■ Data items:
[start]

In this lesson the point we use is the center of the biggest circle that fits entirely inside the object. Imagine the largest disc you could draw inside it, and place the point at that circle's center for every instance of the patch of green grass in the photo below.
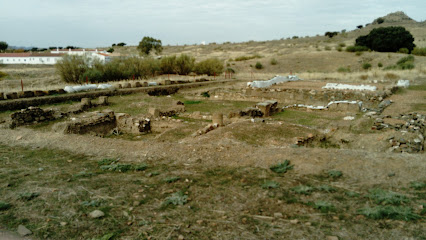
(326, 188)
(178, 198)
(171, 179)
(389, 212)
(324, 206)
(303, 189)
(380, 196)
(4, 206)
(335, 173)
(282, 167)
(28, 196)
(270, 184)
(418, 185)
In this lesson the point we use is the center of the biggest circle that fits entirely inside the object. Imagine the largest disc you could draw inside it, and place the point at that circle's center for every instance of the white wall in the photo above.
(29, 60)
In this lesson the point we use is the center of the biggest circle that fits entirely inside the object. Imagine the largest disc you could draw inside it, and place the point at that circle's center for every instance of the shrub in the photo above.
(387, 39)
(344, 69)
(70, 68)
(210, 67)
(258, 65)
(419, 51)
(184, 64)
(366, 66)
(282, 167)
(270, 184)
(380, 196)
(356, 48)
(178, 198)
(324, 206)
(2, 74)
(403, 50)
(302, 189)
(335, 173)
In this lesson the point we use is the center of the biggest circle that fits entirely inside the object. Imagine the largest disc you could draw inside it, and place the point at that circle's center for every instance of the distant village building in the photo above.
(52, 57)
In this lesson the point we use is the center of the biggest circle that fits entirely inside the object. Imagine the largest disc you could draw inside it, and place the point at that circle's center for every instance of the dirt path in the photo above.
(213, 149)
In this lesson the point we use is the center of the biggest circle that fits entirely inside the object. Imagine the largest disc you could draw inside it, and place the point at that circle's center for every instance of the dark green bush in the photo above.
(387, 39)
(366, 66)
(419, 51)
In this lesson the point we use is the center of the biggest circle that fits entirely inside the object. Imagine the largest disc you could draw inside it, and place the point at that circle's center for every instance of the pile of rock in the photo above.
(134, 125)
(410, 131)
(32, 115)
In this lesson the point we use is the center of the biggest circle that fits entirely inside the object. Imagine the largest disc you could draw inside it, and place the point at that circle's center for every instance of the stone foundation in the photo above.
(31, 115)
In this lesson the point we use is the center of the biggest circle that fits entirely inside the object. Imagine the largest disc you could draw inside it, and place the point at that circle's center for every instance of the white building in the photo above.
(52, 57)
(29, 58)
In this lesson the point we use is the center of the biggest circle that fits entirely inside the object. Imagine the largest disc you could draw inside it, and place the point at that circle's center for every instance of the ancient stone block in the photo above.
(154, 112)
(217, 119)
(39, 93)
(12, 95)
(126, 85)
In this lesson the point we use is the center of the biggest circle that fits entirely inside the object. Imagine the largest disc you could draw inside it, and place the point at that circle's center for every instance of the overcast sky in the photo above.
(96, 23)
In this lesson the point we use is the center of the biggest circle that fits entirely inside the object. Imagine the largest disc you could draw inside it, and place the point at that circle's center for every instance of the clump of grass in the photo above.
(335, 173)
(343, 69)
(352, 194)
(171, 179)
(106, 161)
(189, 102)
(282, 167)
(389, 212)
(326, 188)
(178, 198)
(117, 167)
(418, 185)
(27, 196)
(140, 167)
(270, 184)
(4, 206)
(324, 206)
(302, 189)
(380, 196)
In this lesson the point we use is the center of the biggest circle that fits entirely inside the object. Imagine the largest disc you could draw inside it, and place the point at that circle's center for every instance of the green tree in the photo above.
(148, 43)
(184, 64)
(387, 39)
(3, 46)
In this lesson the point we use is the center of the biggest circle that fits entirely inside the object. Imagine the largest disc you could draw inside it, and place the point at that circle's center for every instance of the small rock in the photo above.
(96, 214)
(23, 231)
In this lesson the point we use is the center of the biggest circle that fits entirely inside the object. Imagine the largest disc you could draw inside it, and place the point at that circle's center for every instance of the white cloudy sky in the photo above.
(97, 23)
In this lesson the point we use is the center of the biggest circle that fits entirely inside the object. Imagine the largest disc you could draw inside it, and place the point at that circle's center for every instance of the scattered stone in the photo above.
(96, 214)
(23, 231)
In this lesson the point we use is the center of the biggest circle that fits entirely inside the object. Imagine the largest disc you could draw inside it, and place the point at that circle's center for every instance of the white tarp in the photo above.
(349, 87)
(80, 88)
(403, 83)
(274, 80)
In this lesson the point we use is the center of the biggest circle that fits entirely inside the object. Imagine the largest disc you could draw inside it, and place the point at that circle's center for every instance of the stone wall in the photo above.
(31, 115)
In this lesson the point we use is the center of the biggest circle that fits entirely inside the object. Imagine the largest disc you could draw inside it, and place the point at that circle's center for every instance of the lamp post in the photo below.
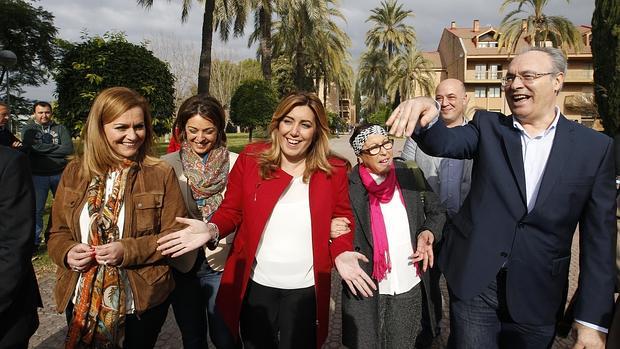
(7, 60)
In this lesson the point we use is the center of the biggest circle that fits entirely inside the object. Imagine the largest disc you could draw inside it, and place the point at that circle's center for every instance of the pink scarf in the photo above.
(379, 194)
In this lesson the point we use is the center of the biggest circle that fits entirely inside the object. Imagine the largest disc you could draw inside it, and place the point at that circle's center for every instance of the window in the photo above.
(485, 44)
(480, 71)
(495, 71)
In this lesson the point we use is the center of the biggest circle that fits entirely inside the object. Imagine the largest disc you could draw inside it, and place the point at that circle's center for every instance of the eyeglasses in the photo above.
(375, 149)
(526, 78)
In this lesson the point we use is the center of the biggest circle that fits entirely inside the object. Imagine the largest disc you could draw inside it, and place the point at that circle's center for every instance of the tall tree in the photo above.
(536, 27)
(253, 104)
(389, 31)
(410, 74)
(606, 56)
(100, 62)
(263, 10)
(222, 14)
(29, 32)
(373, 73)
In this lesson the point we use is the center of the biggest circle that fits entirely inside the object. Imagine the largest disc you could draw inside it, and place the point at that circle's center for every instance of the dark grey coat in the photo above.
(360, 316)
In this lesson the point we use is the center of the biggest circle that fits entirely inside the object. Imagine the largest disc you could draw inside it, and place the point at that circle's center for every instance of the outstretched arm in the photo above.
(16, 225)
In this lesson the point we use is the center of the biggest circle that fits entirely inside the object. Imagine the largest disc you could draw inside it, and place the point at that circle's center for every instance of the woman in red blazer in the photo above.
(281, 198)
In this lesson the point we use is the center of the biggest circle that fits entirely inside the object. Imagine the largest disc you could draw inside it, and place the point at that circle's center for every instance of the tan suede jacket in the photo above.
(152, 201)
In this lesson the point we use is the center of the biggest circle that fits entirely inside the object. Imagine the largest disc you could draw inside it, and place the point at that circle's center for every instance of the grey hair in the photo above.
(558, 60)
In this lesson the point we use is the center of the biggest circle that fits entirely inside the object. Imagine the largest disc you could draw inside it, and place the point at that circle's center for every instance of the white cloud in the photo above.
(96, 17)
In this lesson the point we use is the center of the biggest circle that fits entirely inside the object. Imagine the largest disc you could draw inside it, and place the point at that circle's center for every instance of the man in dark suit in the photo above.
(536, 175)
(19, 293)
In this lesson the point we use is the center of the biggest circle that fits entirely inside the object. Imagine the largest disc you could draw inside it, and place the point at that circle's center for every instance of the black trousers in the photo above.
(141, 331)
(278, 318)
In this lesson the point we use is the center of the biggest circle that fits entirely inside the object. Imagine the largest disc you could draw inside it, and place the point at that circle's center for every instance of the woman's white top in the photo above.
(84, 231)
(404, 275)
(284, 255)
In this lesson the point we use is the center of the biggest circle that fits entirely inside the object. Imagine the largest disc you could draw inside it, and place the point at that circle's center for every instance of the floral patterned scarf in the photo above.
(99, 315)
(206, 179)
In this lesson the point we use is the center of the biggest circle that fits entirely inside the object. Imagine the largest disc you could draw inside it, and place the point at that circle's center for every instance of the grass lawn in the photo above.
(42, 262)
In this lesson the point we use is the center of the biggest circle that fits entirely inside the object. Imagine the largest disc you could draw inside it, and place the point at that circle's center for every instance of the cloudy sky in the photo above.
(73, 17)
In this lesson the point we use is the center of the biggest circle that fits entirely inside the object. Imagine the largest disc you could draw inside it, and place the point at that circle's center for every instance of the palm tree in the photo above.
(373, 73)
(220, 14)
(298, 33)
(262, 33)
(410, 74)
(329, 57)
(389, 30)
(537, 28)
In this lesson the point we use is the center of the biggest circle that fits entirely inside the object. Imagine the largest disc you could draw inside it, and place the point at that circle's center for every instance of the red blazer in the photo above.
(247, 206)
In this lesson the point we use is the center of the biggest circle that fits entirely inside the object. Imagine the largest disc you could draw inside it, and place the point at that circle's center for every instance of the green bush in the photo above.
(253, 104)
(101, 62)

[end]

Each line from the one with "the red blazer in the photo above." through the last line of the records must be written out word for word. Include nothing else.

In this lesson the point we use is the center of the biggest circle that fits entirely inside the object. Imagine the largest disc you could draw inside it, and place the point at that circle's center for every instance of the red blazer in the photo above.
(247, 206)
In this lesson the point we use is the center of the biggest circle that fits entirely inside the object. Imagine the largest disc you could draw inside it, and place the point at that circle's center for every instance of the green bush in the photo above.
(253, 104)
(101, 62)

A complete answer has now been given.